▶ **Assignment**: Each entry should be repeated exactly. Its pictures should not be.

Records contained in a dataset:
******

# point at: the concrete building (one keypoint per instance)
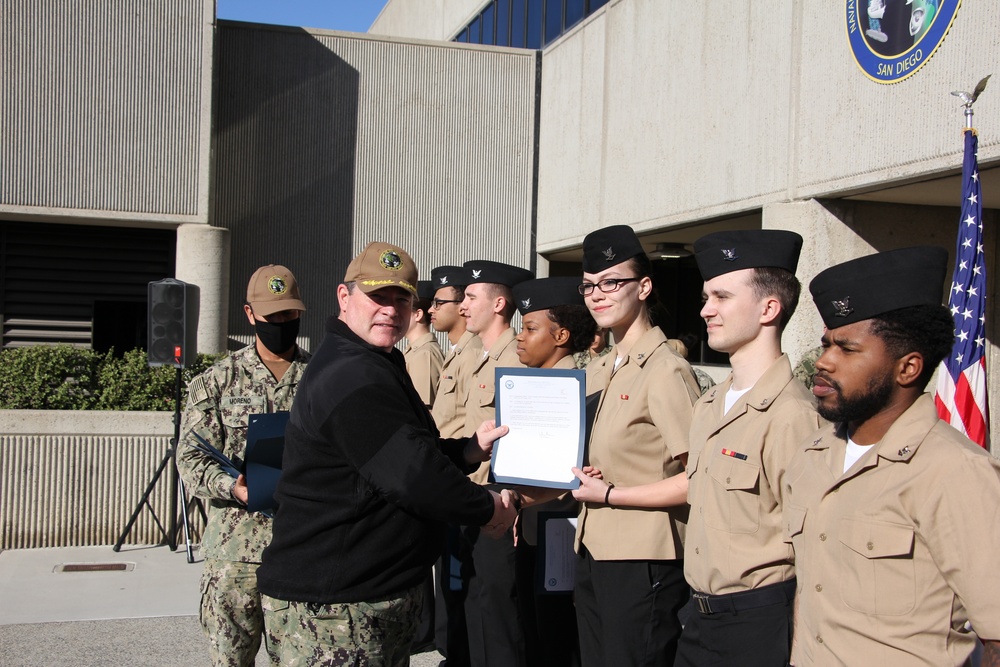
(149, 141)
(683, 118)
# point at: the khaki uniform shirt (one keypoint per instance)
(220, 402)
(424, 360)
(564, 503)
(895, 555)
(640, 429)
(453, 386)
(482, 381)
(735, 535)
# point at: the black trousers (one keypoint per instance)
(491, 609)
(627, 611)
(758, 637)
(549, 619)
(454, 571)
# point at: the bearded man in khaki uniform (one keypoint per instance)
(743, 435)
(891, 511)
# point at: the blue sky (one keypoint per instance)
(349, 15)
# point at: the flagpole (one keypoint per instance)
(961, 396)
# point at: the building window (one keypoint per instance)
(526, 23)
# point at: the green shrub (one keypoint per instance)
(49, 378)
(62, 377)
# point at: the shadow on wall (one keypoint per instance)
(286, 121)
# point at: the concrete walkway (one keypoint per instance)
(90, 607)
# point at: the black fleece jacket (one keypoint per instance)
(367, 483)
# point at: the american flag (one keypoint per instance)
(961, 388)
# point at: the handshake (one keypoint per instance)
(506, 505)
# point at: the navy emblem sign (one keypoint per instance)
(892, 39)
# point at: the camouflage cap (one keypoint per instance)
(382, 265)
(273, 288)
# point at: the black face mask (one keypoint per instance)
(278, 337)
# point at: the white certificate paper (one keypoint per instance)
(544, 409)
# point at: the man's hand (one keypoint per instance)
(504, 513)
(592, 489)
(480, 446)
(239, 490)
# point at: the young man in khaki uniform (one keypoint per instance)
(491, 611)
(262, 377)
(892, 512)
(452, 638)
(453, 386)
(743, 435)
(423, 355)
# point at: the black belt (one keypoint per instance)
(752, 599)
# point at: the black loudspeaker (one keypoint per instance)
(173, 323)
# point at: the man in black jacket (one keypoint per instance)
(367, 485)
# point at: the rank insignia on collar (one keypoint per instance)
(843, 307)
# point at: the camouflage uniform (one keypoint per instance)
(220, 401)
(359, 634)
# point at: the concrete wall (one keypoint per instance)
(657, 114)
(326, 141)
(106, 110)
(427, 19)
(73, 478)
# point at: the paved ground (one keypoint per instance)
(145, 614)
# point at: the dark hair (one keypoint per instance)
(768, 281)
(643, 268)
(927, 330)
(579, 322)
(493, 290)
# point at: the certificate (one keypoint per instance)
(544, 410)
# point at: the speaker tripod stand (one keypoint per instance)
(176, 489)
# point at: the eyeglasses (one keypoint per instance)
(440, 302)
(606, 285)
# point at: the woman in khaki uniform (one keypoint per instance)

******

▶ **Output for this task**:
# point at: the concrete building (one keypoint per instance)
(149, 141)
(683, 118)
# point at: the khaki uniform shirt (one keypoint per instance)
(220, 402)
(424, 360)
(564, 503)
(895, 555)
(640, 429)
(453, 386)
(482, 381)
(735, 535)
# point at: the black trousers (one keypoint per instance)
(491, 609)
(627, 611)
(758, 637)
(549, 619)
(454, 571)
# point at: the bearded man in khaki uniform (one keypoint per instance)
(743, 435)
(891, 511)
# point at: the blue sky (one keypoint per instance)
(349, 15)
# point at: the flagpole (one keypoint per instance)
(961, 396)
# point at: the building window (one keypoint per instance)
(526, 23)
# point at: the green shrub (one keypoint per instance)
(49, 378)
(62, 377)
# point at: the shadow on wall (one keypoint per instance)
(286, 121)
# point at: the concrete walkway (one keypoint per instance)
(90, 607)
# point at: the black fleece jacket (one keypoint per instance)
(367, 483)
# point at: the american flag (one keypoint per instance)
(961, 388)
# point at: the handshake (one keypoint per instance)
(506, 505)
# point at: the navy emblem sign (one keypoint per instance)
(892, 39)
# point at: the camouflage cap (one keypoint per instance)
(382, 265)
(273, 288)
# point at: the black face mask (one keypoint per instance)
(278, 337)
# point at: the white certificate paper (one keypoint per instance)
(544, 409)
# point at: the man's hand (one keypoint per instance)
(504, 513)
(592, 489)
(480, 446)
(239, 490)
# point at: the young man in khaki uniform (one keypoint per instance)
(491, 611)
(262, 377)
(892, 512)
(452, 638)
(453, 386)
(743, 435)
(423, 355)
# point at: the black belt (one keypoint per instance)
(752, 599)
# point at: the black loudspeaker (one keypoint per instance)
(173, 323)
# point at: the man in black jacket (one keypoint per instance)
(367, 485)
# point at: the rank insignia on collar (one keypoint per instance)
(843, 307)
# point at: the camouflage uniform (one keypoint per instance)
(220, 401)
(359, 634)
# point at: the concrete wall (one keypoint per instance)
(657, 114)
(326, 141)
(106, 110)
(427, 19)
(73, 478)
# point at: the paved ground (one keypoint per instance)
(145, 614)
# point at: the dark hair (one keypoint per instance)
(768, 281)
(643, 268)
(927, 330)
(579, 322)
(493, 290)
# point at: the certificate (one keypoint per instance)
(544, 410)
# point at: the speaker tripod stand (one keypoint per instance)
(176, 489)
# point at: the eyeglasses (one keypoint per instance)
(440, 302)
(606, 285)
# point at: the woman in khaki uniform (one keypoint per instance)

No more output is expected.